TASK BRIEF
Keep only the lines of the data below that contain the string "porch", matching case exactly.

..........

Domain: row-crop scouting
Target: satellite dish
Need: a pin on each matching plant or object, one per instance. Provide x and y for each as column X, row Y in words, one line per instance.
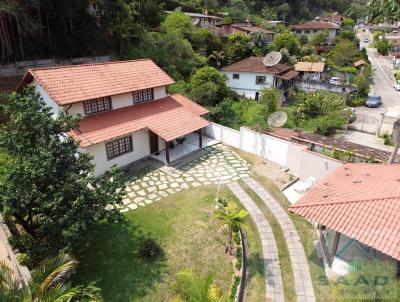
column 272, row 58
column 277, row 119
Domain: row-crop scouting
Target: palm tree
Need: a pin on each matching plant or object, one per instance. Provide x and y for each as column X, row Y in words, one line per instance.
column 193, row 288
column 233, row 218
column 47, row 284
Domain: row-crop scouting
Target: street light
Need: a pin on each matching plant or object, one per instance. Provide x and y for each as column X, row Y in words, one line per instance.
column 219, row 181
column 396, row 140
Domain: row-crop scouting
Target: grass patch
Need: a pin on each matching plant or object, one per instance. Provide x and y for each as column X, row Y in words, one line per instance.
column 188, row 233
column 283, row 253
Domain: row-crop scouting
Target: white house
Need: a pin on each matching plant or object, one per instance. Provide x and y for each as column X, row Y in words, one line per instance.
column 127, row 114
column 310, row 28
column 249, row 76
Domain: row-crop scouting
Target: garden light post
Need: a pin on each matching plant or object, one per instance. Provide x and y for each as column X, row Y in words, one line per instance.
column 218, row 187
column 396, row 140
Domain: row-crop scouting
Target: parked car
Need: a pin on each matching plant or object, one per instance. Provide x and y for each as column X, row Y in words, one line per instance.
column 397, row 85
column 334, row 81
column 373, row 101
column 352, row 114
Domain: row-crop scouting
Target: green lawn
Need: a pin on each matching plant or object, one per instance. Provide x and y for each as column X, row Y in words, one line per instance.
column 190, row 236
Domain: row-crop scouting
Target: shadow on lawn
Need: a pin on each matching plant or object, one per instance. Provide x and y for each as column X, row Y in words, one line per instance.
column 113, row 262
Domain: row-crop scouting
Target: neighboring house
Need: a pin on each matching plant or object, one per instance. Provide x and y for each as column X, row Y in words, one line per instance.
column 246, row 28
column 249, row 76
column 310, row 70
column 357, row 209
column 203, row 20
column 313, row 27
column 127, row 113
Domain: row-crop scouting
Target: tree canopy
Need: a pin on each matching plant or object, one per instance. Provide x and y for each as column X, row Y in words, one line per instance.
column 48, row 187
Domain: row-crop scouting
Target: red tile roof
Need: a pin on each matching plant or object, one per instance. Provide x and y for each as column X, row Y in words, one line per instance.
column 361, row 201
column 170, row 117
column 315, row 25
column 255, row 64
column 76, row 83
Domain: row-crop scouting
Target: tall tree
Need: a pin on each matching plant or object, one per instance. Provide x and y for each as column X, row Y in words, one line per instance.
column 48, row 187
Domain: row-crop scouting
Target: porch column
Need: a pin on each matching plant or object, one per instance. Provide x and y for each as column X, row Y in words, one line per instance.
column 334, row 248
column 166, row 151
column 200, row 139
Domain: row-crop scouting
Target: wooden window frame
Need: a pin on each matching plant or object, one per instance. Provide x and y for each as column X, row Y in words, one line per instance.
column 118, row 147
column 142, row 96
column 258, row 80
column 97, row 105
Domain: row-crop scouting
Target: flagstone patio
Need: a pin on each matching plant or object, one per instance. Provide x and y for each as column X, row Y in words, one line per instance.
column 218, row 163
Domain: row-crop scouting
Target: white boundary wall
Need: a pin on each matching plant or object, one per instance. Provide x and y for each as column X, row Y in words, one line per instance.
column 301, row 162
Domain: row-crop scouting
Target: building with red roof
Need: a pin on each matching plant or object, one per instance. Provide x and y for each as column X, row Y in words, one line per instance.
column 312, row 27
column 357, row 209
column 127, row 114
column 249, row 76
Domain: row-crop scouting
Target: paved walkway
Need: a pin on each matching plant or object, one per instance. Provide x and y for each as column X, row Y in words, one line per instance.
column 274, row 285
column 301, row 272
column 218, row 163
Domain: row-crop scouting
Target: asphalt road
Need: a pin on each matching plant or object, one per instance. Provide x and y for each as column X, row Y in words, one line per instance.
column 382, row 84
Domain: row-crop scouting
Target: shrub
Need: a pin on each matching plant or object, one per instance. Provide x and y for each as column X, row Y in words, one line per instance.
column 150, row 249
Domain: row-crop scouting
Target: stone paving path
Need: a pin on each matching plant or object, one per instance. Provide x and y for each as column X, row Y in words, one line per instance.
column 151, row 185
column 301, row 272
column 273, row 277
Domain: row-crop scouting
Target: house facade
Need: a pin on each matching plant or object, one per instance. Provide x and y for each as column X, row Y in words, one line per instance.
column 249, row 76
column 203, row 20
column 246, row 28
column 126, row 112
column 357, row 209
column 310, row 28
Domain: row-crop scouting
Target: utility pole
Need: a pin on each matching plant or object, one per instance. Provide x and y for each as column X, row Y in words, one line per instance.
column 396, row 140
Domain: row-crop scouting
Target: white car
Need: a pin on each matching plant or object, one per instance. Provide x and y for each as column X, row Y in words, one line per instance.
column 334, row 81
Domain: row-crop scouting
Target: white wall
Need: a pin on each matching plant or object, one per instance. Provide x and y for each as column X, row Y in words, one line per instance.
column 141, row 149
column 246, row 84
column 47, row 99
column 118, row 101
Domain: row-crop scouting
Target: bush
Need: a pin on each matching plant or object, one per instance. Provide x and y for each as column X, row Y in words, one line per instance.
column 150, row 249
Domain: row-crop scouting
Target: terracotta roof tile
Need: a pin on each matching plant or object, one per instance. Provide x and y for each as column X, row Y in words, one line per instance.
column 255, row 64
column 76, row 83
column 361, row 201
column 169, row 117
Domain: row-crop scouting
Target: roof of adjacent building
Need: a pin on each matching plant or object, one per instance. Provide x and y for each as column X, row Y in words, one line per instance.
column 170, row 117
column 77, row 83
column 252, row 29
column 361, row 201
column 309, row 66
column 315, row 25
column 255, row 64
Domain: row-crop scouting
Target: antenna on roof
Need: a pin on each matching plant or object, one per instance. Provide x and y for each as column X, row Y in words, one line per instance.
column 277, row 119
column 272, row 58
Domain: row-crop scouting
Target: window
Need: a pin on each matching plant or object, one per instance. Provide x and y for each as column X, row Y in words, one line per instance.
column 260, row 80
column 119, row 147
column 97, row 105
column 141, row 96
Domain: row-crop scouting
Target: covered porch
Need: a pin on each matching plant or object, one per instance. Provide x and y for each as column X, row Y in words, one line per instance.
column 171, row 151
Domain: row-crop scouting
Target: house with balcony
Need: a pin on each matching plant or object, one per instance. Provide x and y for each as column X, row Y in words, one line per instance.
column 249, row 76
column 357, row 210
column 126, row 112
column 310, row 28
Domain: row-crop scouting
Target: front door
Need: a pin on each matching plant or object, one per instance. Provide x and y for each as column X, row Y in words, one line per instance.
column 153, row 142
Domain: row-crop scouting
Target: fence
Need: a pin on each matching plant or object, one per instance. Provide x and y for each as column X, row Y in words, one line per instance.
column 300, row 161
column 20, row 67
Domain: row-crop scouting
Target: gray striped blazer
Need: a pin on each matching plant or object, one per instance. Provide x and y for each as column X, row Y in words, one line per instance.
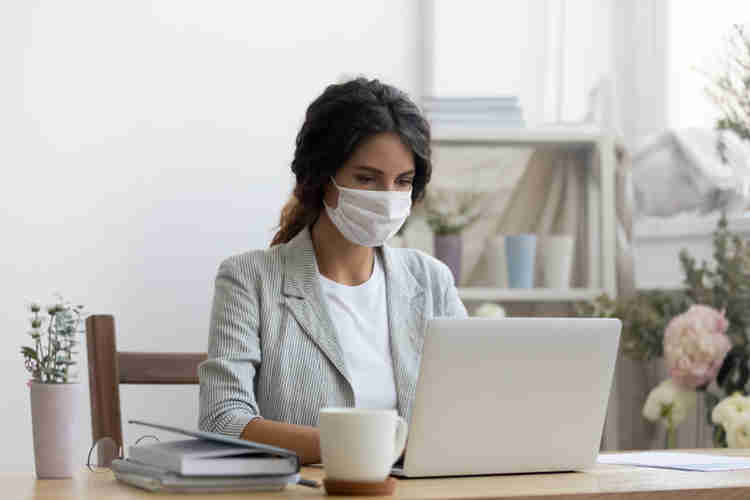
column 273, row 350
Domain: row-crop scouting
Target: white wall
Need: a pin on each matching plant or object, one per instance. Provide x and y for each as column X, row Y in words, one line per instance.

..........

REPLY
Target: porch column
Target: covered porch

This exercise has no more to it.